Repeat the lines below word for word, starting with the first line and ending with the line that contains "pixel 32 294", including both of those lines.

++++++++++++++++++++

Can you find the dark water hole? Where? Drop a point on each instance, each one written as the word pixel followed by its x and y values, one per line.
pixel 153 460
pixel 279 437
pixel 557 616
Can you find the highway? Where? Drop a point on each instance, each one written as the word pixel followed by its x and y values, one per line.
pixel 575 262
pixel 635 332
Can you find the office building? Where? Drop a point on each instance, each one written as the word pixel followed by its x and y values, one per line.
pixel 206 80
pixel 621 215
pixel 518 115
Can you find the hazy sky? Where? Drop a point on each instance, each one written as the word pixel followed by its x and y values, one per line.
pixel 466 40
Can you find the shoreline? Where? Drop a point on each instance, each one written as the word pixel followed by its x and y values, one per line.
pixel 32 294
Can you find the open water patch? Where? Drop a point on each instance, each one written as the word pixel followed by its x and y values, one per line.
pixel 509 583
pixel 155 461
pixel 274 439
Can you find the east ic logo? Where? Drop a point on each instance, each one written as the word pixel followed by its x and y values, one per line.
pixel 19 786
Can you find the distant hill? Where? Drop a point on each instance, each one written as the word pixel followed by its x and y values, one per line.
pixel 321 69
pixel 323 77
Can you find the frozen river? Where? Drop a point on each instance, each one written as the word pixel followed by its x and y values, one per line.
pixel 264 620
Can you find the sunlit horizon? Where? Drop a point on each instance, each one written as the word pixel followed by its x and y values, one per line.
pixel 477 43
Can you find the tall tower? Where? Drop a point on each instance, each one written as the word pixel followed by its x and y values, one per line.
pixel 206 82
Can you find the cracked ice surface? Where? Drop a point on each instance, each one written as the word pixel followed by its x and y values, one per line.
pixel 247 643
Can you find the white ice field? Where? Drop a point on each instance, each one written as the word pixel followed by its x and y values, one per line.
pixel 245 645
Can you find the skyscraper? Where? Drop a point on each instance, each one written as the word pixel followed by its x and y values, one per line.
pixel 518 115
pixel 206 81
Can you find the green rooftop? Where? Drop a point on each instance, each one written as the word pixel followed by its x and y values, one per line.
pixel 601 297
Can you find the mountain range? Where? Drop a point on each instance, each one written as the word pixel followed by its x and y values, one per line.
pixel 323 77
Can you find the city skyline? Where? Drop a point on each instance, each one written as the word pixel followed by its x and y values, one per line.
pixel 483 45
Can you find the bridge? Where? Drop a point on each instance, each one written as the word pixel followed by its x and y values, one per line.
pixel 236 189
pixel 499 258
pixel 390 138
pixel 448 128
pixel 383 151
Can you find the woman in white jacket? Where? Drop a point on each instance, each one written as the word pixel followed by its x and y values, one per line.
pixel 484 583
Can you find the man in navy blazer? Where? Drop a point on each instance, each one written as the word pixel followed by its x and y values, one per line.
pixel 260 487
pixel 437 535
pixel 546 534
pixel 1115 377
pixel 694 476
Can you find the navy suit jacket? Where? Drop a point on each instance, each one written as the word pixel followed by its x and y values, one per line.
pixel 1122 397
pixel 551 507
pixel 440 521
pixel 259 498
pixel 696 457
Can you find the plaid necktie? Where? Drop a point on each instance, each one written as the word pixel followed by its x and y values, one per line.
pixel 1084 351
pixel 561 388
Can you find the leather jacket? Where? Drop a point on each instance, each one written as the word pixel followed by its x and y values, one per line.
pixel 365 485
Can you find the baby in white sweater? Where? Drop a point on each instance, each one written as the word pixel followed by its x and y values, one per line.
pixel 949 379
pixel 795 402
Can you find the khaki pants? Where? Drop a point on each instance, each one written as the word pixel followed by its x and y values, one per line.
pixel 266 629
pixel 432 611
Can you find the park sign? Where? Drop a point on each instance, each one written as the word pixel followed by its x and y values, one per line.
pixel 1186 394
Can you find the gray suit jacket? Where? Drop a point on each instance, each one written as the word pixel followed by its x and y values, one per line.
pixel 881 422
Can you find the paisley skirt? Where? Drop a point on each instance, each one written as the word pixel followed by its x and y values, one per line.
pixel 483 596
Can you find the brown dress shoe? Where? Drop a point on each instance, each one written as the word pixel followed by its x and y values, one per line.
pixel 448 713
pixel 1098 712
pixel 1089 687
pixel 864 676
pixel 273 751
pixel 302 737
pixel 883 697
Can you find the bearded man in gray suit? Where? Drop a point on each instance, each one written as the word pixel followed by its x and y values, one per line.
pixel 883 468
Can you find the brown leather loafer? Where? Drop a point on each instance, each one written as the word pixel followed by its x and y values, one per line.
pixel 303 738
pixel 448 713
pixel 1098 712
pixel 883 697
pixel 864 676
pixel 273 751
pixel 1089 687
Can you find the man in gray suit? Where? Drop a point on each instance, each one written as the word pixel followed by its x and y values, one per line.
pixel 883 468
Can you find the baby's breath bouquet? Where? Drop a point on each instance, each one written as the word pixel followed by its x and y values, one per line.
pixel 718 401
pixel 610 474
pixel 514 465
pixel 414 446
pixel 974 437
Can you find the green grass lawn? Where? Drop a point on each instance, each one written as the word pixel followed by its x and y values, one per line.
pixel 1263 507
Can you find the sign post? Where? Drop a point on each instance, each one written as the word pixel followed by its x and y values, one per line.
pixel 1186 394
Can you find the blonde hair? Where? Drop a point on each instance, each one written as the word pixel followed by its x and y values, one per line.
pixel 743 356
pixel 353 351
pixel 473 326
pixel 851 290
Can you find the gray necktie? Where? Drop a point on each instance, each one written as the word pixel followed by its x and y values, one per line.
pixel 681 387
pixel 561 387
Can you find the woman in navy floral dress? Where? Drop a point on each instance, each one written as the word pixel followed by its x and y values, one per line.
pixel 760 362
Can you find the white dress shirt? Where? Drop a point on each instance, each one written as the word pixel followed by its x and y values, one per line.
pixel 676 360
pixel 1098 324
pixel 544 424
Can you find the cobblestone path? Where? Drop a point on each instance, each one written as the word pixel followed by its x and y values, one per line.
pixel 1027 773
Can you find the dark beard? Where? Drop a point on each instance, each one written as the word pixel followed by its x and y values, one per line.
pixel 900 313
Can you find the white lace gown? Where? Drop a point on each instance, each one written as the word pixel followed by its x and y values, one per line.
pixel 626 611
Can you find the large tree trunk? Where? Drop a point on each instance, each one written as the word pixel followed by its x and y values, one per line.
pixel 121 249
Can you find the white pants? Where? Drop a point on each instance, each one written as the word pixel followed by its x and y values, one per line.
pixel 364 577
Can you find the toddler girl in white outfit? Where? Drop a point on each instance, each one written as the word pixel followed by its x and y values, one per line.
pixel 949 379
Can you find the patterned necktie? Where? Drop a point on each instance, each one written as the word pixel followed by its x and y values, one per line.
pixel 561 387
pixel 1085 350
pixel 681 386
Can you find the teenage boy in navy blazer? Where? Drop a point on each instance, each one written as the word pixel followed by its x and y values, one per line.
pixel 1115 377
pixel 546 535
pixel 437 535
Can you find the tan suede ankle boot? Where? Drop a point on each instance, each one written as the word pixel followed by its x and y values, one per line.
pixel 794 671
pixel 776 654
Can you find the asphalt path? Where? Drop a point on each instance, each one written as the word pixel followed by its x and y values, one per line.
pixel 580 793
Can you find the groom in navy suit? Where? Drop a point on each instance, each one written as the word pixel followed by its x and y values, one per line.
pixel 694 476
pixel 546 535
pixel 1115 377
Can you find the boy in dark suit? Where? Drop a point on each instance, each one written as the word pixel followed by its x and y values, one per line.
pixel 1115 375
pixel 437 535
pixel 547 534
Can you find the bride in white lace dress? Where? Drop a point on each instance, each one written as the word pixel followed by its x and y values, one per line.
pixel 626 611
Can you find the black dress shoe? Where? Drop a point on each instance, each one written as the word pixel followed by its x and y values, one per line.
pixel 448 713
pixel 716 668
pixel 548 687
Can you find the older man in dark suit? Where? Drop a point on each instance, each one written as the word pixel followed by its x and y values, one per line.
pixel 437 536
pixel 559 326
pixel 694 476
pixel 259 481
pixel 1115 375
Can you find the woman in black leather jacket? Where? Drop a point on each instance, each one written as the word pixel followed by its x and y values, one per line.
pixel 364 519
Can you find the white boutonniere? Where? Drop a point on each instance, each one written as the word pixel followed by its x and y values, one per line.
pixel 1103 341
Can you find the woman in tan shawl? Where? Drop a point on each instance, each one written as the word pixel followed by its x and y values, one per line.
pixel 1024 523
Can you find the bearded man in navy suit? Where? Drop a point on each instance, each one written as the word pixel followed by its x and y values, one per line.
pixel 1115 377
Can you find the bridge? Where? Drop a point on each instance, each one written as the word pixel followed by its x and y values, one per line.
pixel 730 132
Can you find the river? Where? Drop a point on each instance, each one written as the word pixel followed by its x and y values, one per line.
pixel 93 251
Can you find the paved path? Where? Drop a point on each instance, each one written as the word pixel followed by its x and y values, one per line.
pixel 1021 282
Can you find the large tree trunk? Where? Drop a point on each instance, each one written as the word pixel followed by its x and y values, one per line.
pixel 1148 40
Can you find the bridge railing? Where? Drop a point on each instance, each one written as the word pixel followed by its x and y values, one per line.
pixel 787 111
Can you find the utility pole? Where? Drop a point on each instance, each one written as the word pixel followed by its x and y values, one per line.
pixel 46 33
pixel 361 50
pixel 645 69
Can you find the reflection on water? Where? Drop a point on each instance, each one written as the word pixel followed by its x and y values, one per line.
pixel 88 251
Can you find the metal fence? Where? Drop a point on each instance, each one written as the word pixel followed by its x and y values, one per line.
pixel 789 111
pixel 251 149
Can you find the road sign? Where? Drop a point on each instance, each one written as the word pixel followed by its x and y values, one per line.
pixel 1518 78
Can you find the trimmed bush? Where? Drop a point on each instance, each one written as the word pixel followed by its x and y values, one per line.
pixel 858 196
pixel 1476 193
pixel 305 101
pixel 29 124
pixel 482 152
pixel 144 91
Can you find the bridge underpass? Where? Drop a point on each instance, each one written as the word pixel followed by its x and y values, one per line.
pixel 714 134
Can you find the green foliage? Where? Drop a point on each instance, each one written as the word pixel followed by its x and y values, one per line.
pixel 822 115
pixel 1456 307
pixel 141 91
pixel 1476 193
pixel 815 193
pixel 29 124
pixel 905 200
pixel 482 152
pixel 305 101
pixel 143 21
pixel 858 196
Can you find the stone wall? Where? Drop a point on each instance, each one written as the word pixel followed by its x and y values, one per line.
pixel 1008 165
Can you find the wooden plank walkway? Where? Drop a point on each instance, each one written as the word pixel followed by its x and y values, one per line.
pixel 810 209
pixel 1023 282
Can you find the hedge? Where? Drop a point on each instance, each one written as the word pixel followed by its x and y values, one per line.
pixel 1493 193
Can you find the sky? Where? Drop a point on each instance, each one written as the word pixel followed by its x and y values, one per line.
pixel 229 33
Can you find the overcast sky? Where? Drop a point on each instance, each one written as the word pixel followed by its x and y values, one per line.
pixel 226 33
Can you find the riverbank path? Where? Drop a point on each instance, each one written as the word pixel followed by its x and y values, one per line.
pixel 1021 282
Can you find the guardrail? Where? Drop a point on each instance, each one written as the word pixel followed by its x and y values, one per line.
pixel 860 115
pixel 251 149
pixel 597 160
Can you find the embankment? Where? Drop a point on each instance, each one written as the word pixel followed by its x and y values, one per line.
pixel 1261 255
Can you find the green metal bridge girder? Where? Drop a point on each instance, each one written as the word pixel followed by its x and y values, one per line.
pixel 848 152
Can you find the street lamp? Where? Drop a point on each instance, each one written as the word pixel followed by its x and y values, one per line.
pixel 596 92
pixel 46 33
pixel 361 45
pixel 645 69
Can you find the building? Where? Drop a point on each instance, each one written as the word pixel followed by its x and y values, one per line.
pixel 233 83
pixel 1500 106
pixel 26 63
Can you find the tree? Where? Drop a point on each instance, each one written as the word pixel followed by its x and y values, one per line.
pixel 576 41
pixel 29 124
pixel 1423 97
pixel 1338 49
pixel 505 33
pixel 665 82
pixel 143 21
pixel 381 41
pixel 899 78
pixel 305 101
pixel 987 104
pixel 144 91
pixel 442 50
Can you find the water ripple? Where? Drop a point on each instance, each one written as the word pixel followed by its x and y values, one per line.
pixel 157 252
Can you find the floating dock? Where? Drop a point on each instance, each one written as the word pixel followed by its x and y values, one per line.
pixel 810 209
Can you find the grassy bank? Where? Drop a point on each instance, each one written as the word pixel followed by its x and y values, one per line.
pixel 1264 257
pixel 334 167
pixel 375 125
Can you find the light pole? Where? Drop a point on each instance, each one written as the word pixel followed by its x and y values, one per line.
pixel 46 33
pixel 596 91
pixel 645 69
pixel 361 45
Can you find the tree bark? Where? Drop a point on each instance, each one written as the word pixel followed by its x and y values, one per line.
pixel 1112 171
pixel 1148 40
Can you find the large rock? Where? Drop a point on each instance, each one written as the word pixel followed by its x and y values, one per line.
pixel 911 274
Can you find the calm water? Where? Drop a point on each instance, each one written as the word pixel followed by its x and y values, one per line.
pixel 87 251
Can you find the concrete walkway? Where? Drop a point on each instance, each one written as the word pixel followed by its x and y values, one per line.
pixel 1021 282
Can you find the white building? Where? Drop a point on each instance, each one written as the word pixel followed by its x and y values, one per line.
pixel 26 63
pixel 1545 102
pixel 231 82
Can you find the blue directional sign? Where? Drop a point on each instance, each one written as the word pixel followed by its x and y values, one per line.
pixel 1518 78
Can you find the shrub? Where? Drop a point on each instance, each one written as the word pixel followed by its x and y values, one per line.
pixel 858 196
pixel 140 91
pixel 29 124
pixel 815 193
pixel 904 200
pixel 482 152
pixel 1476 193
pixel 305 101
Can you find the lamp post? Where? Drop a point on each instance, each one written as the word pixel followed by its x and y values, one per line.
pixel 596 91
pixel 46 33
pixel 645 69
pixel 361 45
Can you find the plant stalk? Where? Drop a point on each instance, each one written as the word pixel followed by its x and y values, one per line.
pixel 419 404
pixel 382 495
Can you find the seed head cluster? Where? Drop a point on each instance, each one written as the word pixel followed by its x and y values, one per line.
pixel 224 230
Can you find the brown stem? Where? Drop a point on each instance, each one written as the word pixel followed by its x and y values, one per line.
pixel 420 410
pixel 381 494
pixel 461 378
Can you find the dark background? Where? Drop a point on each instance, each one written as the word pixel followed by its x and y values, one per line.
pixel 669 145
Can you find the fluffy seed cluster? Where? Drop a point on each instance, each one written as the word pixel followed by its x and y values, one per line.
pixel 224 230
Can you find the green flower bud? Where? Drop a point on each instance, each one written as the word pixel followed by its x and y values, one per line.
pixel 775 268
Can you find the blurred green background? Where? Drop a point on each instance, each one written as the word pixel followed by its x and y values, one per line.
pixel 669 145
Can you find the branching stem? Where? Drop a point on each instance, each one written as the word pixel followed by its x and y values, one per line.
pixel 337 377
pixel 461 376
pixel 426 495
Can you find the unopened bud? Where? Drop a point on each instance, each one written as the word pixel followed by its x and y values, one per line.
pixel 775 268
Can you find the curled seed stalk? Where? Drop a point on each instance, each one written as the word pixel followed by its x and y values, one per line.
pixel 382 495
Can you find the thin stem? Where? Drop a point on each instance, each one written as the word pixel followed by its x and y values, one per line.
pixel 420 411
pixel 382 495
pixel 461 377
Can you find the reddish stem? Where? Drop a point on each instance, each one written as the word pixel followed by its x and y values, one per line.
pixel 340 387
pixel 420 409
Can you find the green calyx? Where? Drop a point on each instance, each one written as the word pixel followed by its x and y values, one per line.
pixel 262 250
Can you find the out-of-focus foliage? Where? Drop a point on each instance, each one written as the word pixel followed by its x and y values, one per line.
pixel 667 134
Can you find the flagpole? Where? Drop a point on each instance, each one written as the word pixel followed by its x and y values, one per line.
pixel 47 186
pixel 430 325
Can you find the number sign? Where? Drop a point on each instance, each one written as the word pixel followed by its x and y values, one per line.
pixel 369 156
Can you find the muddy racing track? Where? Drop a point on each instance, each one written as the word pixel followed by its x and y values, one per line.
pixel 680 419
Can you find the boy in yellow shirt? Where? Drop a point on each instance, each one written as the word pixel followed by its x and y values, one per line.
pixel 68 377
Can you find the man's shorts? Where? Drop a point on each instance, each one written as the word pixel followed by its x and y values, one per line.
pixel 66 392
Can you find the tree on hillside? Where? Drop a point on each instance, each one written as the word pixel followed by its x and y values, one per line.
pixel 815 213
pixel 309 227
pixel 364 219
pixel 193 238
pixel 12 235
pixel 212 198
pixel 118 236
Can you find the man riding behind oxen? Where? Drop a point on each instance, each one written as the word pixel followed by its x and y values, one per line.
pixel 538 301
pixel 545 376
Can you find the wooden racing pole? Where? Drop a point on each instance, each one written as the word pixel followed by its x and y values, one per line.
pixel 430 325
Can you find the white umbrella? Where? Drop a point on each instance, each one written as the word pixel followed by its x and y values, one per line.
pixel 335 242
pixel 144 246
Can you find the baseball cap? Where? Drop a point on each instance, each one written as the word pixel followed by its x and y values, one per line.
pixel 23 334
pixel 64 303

++++++++++++++++++++

— Exercise answer —
Can you find the dark water hole? Where? Drop a point on each instance, each one written as the word pixel followed by its x and y values, one per line.
pixel 153 460
pixel 279 437
pixel 557 616
Can you find the highway? Where? Drop a point on each instance, each one written as the word pixel followed by its x and y values, one per line.
pixel 575 262
pixel 635 332
Can you find the office building? Where? Drop a point on each instance, each one written as the word pixel followed by its x and y values, one per line.
pixel 206 80
pixel 621 215
pixel 518 115
Can you find the hazy sky? Where? Drop a point on each instance, each one written as the word pixel followed by its x and y values, one per line.
pixel 466 40
Can you find the shoreline? Where? Drop a point on each instance, each one written as the word pixel followed by its x and y values, one per line.
pixel 32 294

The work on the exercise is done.